>> Start Supplied records
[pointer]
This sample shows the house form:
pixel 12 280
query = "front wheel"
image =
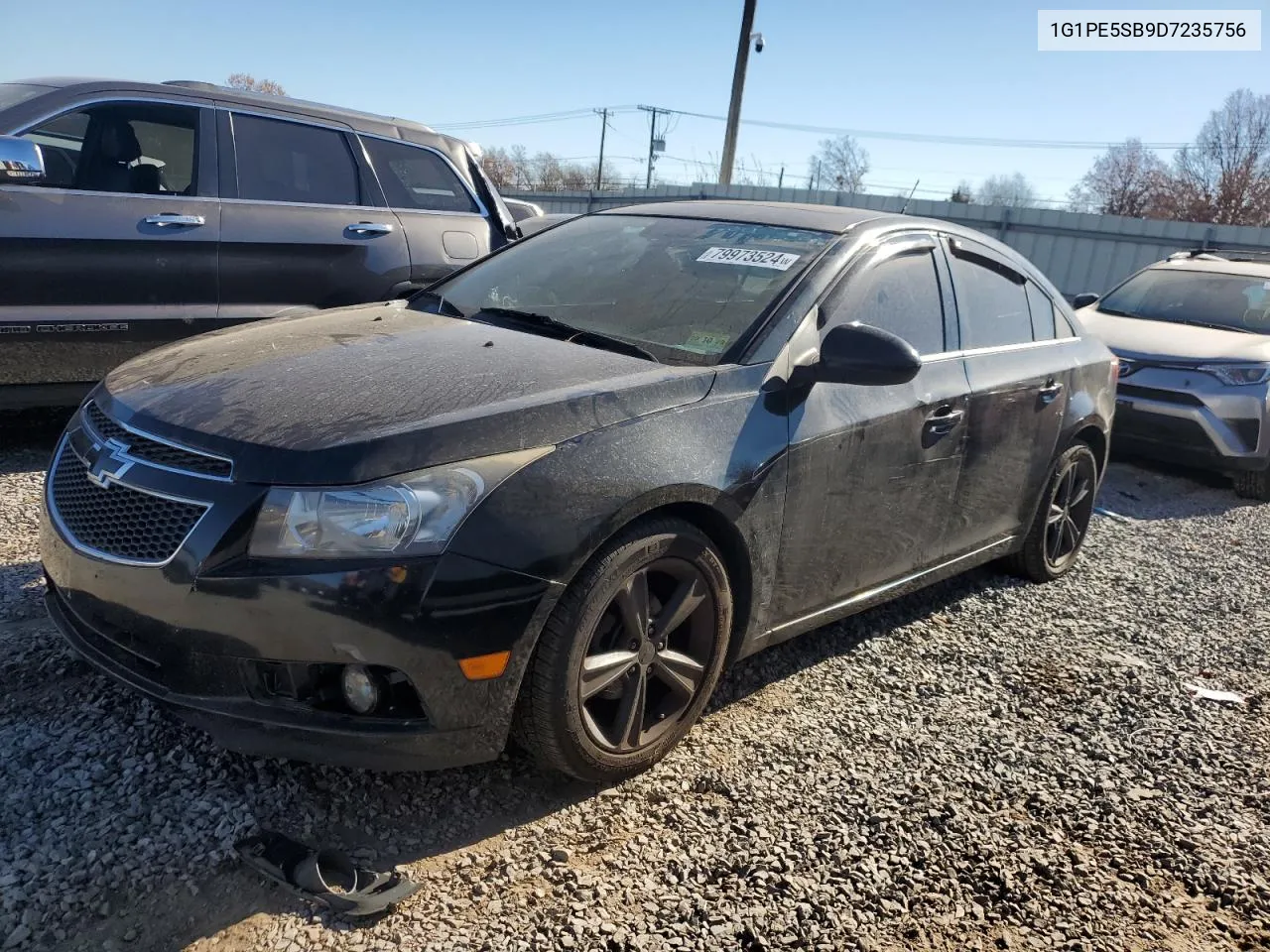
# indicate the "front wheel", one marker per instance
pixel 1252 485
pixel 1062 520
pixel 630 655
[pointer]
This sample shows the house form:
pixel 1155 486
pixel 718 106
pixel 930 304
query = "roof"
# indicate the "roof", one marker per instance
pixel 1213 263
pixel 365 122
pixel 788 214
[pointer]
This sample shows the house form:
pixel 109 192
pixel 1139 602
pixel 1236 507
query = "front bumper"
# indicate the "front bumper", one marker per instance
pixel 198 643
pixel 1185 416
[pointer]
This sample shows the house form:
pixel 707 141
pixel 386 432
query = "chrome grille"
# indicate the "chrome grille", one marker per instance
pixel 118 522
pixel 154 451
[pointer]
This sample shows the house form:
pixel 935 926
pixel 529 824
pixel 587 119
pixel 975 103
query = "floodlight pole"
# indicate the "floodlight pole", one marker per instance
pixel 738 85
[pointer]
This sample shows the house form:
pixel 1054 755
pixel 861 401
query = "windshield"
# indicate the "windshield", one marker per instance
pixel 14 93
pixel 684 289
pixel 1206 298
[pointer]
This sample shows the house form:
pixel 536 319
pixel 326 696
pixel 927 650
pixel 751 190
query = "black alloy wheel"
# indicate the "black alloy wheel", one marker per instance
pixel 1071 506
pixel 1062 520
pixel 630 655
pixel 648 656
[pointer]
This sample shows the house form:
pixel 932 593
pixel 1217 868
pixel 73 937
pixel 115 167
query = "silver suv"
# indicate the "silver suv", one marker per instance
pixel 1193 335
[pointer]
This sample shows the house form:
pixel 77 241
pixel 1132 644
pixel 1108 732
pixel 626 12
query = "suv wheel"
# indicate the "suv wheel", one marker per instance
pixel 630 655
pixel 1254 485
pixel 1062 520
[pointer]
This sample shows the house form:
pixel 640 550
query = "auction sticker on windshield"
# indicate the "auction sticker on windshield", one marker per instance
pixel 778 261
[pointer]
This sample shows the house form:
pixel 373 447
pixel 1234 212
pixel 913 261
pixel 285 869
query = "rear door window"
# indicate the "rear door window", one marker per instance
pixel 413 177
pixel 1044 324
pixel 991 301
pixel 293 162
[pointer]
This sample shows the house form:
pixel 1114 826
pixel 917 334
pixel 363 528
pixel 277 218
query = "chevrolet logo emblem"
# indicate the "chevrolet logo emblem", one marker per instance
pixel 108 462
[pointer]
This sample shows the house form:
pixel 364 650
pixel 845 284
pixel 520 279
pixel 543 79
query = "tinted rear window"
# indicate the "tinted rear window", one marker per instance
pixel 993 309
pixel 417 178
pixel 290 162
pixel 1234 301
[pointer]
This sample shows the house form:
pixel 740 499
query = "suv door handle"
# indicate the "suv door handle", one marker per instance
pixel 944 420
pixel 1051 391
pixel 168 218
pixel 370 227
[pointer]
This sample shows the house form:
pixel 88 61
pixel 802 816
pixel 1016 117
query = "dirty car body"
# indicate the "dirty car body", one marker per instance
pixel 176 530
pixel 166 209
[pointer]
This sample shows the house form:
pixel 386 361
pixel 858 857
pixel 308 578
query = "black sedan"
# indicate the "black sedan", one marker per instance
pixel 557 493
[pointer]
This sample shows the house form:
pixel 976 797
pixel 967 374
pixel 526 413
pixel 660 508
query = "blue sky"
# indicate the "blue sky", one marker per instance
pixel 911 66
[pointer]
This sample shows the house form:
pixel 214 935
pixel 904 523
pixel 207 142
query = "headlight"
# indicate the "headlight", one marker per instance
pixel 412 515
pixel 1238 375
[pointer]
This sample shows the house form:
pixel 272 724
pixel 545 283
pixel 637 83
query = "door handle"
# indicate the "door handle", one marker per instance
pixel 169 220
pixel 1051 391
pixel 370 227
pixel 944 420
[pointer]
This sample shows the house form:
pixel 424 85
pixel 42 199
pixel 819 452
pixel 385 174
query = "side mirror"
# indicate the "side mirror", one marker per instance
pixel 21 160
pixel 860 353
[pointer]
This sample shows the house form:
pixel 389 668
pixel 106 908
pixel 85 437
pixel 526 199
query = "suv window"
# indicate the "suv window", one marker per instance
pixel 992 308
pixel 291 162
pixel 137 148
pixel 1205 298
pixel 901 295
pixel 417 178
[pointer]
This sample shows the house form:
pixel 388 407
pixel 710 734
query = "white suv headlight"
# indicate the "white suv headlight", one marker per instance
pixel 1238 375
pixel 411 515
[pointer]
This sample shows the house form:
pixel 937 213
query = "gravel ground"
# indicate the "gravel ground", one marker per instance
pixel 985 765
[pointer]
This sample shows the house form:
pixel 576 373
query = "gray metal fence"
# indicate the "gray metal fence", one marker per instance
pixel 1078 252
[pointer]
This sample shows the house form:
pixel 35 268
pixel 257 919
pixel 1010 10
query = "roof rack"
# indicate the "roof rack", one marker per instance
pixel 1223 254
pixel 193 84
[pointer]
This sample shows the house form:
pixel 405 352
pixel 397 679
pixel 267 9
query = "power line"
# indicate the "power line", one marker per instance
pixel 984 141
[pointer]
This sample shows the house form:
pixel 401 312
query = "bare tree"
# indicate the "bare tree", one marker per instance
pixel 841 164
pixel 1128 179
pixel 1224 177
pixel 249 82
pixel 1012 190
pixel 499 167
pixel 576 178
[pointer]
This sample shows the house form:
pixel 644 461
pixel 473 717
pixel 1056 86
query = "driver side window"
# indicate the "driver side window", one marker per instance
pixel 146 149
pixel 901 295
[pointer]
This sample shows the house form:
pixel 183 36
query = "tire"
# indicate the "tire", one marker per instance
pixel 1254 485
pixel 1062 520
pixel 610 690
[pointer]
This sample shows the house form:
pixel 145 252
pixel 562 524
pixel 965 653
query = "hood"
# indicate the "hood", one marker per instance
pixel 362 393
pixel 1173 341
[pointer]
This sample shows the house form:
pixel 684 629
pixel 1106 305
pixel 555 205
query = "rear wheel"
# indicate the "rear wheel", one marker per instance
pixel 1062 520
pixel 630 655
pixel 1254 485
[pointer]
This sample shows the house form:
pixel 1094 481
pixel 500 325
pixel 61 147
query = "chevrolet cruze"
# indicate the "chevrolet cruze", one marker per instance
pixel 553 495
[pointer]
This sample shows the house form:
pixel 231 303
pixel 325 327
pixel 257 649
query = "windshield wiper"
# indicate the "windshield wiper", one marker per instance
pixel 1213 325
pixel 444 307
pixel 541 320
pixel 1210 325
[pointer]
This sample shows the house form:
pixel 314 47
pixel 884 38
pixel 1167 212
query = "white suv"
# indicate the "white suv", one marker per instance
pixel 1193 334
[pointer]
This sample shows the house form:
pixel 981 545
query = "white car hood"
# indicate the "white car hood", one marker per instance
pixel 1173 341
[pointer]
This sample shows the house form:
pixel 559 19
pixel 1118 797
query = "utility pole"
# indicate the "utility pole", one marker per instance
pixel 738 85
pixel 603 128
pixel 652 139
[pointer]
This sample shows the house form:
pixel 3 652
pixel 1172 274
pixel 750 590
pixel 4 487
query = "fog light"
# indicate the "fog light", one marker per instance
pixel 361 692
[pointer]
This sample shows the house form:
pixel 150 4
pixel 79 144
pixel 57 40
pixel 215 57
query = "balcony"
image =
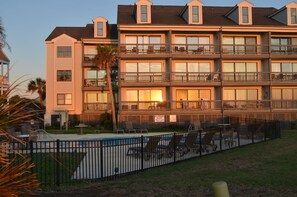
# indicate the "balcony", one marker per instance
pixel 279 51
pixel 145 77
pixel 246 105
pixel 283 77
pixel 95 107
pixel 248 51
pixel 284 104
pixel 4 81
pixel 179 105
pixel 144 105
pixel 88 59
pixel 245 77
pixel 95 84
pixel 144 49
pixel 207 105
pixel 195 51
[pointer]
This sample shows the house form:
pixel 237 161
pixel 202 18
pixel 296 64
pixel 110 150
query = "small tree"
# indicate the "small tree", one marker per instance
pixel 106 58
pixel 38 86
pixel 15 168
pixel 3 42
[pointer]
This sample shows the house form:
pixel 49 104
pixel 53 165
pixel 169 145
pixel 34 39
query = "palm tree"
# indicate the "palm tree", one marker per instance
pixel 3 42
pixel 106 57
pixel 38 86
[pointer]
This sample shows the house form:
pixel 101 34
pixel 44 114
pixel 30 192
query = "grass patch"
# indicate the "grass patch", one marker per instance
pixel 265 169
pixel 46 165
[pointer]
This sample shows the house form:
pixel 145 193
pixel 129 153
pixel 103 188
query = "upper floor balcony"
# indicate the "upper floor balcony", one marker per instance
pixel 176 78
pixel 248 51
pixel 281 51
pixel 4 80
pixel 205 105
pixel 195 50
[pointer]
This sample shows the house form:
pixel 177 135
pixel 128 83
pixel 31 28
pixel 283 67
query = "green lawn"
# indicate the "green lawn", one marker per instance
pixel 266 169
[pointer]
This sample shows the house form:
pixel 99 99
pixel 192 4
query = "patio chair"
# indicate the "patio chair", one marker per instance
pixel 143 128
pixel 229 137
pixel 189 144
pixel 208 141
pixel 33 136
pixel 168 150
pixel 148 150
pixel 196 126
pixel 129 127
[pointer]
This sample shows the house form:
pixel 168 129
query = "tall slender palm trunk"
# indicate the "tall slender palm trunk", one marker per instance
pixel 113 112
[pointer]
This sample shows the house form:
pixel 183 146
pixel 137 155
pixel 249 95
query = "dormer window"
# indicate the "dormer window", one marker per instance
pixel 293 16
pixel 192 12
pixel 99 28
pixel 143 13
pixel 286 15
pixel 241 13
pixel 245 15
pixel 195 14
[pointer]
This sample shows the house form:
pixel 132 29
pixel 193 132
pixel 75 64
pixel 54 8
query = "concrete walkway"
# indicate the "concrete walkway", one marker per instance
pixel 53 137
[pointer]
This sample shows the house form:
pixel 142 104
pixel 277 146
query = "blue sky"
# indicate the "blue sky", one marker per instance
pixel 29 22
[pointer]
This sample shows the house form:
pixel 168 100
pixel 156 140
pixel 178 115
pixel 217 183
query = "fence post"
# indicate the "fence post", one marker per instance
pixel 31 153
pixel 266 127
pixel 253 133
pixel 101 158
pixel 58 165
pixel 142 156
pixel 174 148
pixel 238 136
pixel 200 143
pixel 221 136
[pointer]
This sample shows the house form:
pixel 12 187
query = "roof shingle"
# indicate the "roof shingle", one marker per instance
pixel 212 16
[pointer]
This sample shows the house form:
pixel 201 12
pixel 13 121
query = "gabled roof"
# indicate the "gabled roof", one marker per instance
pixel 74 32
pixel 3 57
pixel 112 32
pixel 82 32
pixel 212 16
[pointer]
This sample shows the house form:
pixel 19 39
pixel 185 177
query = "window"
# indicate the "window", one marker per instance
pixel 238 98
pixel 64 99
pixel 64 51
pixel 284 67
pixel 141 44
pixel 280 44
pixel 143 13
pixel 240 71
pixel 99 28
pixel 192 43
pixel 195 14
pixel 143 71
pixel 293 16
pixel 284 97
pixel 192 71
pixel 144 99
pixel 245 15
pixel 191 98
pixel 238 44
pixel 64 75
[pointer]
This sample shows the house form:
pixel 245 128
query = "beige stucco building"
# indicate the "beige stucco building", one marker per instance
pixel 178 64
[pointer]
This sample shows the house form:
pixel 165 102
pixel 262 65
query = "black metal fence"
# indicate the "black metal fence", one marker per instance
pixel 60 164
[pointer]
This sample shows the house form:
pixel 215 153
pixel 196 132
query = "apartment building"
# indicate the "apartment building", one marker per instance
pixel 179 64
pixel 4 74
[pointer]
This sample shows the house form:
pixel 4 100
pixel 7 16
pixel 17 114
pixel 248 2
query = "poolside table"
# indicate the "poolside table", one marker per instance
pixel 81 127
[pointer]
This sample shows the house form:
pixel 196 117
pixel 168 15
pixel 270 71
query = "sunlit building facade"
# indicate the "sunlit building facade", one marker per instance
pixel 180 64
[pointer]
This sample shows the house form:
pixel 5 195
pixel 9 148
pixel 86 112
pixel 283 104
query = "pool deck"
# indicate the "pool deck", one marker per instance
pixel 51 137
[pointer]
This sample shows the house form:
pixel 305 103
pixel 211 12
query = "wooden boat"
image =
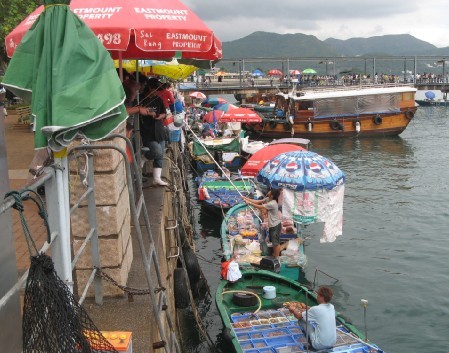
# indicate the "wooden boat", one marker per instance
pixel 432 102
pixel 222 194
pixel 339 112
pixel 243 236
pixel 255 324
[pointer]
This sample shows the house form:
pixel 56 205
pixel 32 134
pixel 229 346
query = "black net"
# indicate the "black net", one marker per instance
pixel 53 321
>> End Supplied records
Task prompt — Copy out everything from the start of the lines down to the line containing "pixel 778 261", keeping every line unchanged and including both ends. Leave out the pictures.

The output —
[pointer]
This sample shows the house form:
pixel 12 280
query = "front wheel"
image =
# indicate the "front wheel", one marker per instance
pixel 1252 485
pixel 1062 520
pixel 630 655
[pointer]
This sample shows the house form:
pixel 1155 486
pixel 718 106
pixel 930 304
query = "roof"
# indicate the "roof", one marker per instance
pixel 1213 263
pixel 365 122
pixel 788 214
[pointer]
This sample shows the house form:
pixel 109 192
pixel 1139 602
pixel 1236 507
query = "front bumper"
# indicate the "front bumper", one marker per instance
pixel 198 643
pixel 1185 416
[pointer]
This sample shows the house form:
pixel 707 141
pixel 386 432
query = "chrome grille"
# indicate the "chrome grille", one marker per instance
pixel 118 522
pixel 154 451
[pointer]
This sample shows the house form:
pixel 935 926
pixel 529 824
pixel 587 119
pixel 975 103
query = "floodlight pole"
# indicate the "floodlight pole", one marker per instance
pixel 738 85
[pointer]
This sample shows the house form:
pixel 1054 755
pixel 861 401
query = "windshield"
# indicate the "windshield", one marker per instance
pixel 14 93
pixel 684 289
pixel 1206 298
[pointer]
This sample shows the house form:
pixel 536 319
pixel 326 696
pixel 927 650
pixel 751 190
query = "black alloy wheel"
# indicate the "black alloy wheel", one marker per instance
pixel 1071 506
pixel 1062 520
pixel 630 655
pixel 648 656
[pointer]
This sample shows the house form:
pixel 932 593
pixel 1217 868
pixel 73 937
pixel 115 167
query = "silver suv"
# indicate the "silver suv", one marker per instance
pixel 1193 335
[pointer]
This sample shows the house form:
pixel 77 241
pixel 1132 644
pixel 1108 732
pixel 626 12
query = "suv wheel"
# indicate the "suv wheel", one marker per instance
pixel 630 655
pixel 1254 485
pixel 1062 520
[pointer]
This sample shows the house form:
pixel 640 550
query = "auction sticker on windshield"
# indicate the "auction sticker on windshield", one marker per instance
pixel 778 261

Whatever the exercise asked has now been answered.